I opened a tiff file, localized and fit the spots and then saved the localization (ps what is the save spots feature?).
Then I wanted to open the example in pandas, according to sample notebook https://github.com/jungmannlab/picasso/blob/master/samples/SampleNotebook.ipynb, but I got an error.

What I Did

import pandas as pd
locs = pd.read_hdf('C2-2B9_SingleMolecule_1nM_A8fibres_25C_75mMNaCl_1_locs_filter.hdf5')
locs.head(5)

---------------------------------------------------------------------------
ValueError                                Traceback (most recent call last)
d:\data\2022-04-26_WALKER_DATA\2022-04-26__analysis\10-analyse-picked.ipynb Cell 1' in <cell line: 2>()
      [1](vscode-notebook-cell:/d%3A/data/2022-04-26_WALKER_DATA/2022-04-26__analysis/10-analyse-picked.ipynb#ch0000000?line=0) import pandas as pd
----> [2](vscode-notebook-cell:/d%3A/data/2022-04-26_WALKER_DATA/2022-04-26__analysis/10-analyse-picked.ipynb#ch0000000?line=1) locs = pd.read_hdf('C2-2B9_SingleMolecule_1nM_A8fibres_25C_75mMNaCl_1_locs_filter.hdf5')
      [3](vscode-notebook-cell:/d%3A/data/2022-04-26_WALKER_DATA/2022-04-26__analysis/10-analyse-picked.ipynb#ch0000000?line=2) locs.head(5)

File C:\bin\python\anaconda64\envs\picasso\lib\site-packages\pandas\io\pytables.py:438, in read_hdf(path_or_buf, key, mode, errors, where, start, stop, columns, iterator, chunksize, **kwargs)
    [436](file:///c%3A/bin/python/anaconda64/envs/picasso/lib/site-packages/pandas/io/pytables.py?line=435) groups = store.groups()
    [437](file:///c%3A/bin/python/anaconda64/envs/picasso/lib/site-packages/pandas/io/pytables.py?line=436) if len(groups) == 0:
--> [438](file:///c%3A/bin/python/anaconda64/envs/picasso/lib/site-packages/pandas/io/pytables.py?line=437)     raise ValueError(
    [439](file:///c%3A/bin/python/anaconda64/envs/picasso/lib/site-packages/pandas/io/pytables.py?line=438)         "Dataset(s) incompatible with Pandas data types, "

### RECORDED INFORMATION
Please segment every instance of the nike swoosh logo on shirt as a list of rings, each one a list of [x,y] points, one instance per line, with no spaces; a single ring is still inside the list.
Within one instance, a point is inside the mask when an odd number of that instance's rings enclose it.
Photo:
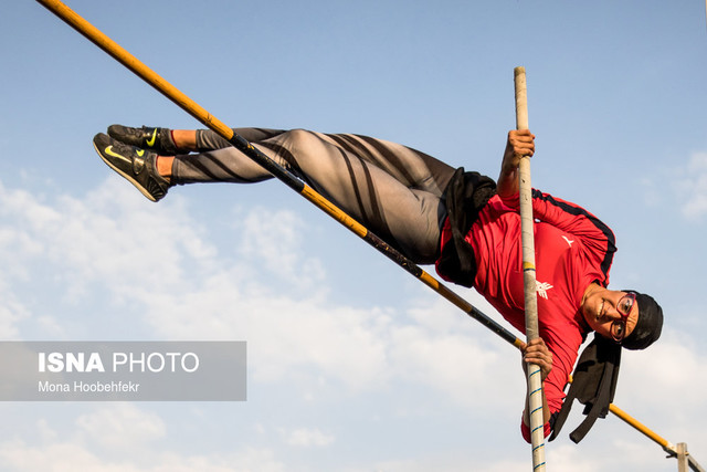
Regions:
[[[155,140],[157,139],[157,128],[152,132],[152,137],[147,140],[147,145],[149,147],[155,146]]]

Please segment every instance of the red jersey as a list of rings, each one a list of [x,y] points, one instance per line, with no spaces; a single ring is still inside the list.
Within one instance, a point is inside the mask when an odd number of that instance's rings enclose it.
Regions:
[[[474,248],[474,287],[513,326],[525,333],[523,248],[518,196],[494,196],[481,210],[465,240]],[[613,232],[587,210],[548,193],[532,191],[535,258],[540,337],[552,353],[545,381],[551,412],[562,407],[564,387],[589,326],[579,307],[587,287],[609,283]],[[449,220],[442,244],[450,242]],[[444,277],[444,275],[442,275]],[[549,432],[549,429],[546,429]]]

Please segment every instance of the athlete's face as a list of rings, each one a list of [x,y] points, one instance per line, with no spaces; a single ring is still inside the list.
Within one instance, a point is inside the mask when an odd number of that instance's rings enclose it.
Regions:
[[[633,294],[595,284],[587,290],[581,311],[592,329],[616,342],[629,336],[639,319],[639,303]]]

### YOUR GOAL
In the forum post about opening a saved localization file in pandas, what type of error did the file-reading line raise?

### COMPLETED EXERCISE
A ValueError.